((

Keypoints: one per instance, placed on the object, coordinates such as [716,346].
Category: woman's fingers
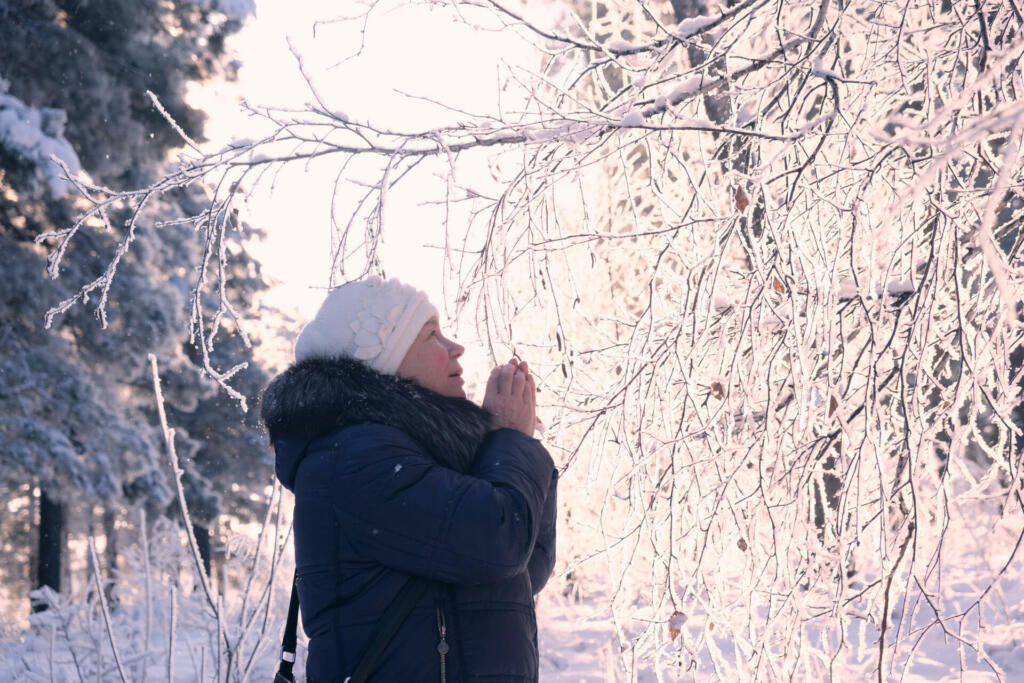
[492,388]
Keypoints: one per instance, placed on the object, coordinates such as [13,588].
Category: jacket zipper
[442,647]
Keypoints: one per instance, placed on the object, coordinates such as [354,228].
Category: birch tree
[765,256]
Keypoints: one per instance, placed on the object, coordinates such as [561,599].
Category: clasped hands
[511,397]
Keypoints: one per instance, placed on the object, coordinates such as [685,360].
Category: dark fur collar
[320,395]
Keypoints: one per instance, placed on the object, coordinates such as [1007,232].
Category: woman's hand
[511,397]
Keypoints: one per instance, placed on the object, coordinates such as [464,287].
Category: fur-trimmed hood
[320,395]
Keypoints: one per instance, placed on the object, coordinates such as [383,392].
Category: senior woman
[417,512]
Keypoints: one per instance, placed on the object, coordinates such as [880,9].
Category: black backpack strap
[289,640]
[388,626]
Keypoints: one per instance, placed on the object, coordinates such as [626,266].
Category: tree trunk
[51,521]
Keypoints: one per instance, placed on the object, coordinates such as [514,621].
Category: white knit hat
[373,321]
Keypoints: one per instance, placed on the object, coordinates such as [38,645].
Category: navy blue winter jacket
[392,480]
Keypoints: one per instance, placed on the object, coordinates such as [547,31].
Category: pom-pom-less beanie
[374,321]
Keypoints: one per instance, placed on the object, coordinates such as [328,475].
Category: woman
[397,475]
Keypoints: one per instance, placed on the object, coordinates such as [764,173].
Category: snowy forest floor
[578,636]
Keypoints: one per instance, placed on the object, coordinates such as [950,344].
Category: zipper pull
[442,646]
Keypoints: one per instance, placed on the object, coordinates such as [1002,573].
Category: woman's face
[432,361]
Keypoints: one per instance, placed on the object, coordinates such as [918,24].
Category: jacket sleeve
[542,561]
[398,507]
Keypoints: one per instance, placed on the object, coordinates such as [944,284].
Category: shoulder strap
[388,625]
[288,642]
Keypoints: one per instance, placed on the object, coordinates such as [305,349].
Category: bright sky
[418,50]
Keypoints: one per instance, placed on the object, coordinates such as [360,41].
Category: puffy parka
[391,480]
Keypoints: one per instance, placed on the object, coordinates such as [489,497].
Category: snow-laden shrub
[35,136]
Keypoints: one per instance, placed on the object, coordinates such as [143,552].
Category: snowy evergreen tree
[76,400]
[765,256]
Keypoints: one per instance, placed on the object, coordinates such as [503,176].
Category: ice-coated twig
[168,433]
[101,595]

))

GIVEN INSTRUCTION — Starting at the line that contains "such as [918,24].", write out every line to the end of the entries, exactly as given.

SOLUTION FOR THIS TASK —
Keypoints: one per instance, placed on the object, coordinates such as [918,24].
Category: jacket sleeve
[542,561]
[398,507]
Keypoints: one per instance, placed on the object, coordinates such as [944,284].
Category: shoulder strap
[388,625]
[288,642]
Keypoints: one per instance, placed on the object, coordinates such as [305,349].
Category: bright sky
[418,50]
Keypoints: one per instance, placed on the object, coordinates such as [360,41].
Category: puffy parka
[391,480]
Keypoints: one per instance, placed on the object, coordinates such as [489,497].
Category: snow-laden shrub
[35,136]
Keypoints: one per instance, placed on the object, coordinates such as [143,552].
Category: snowy evergreen tree
[76,400]
[765,256]
Keypoints: one per instance, placed on the object, coordinates such as [503,176].
Category: ice-coated twig
[168,433]
[101,595]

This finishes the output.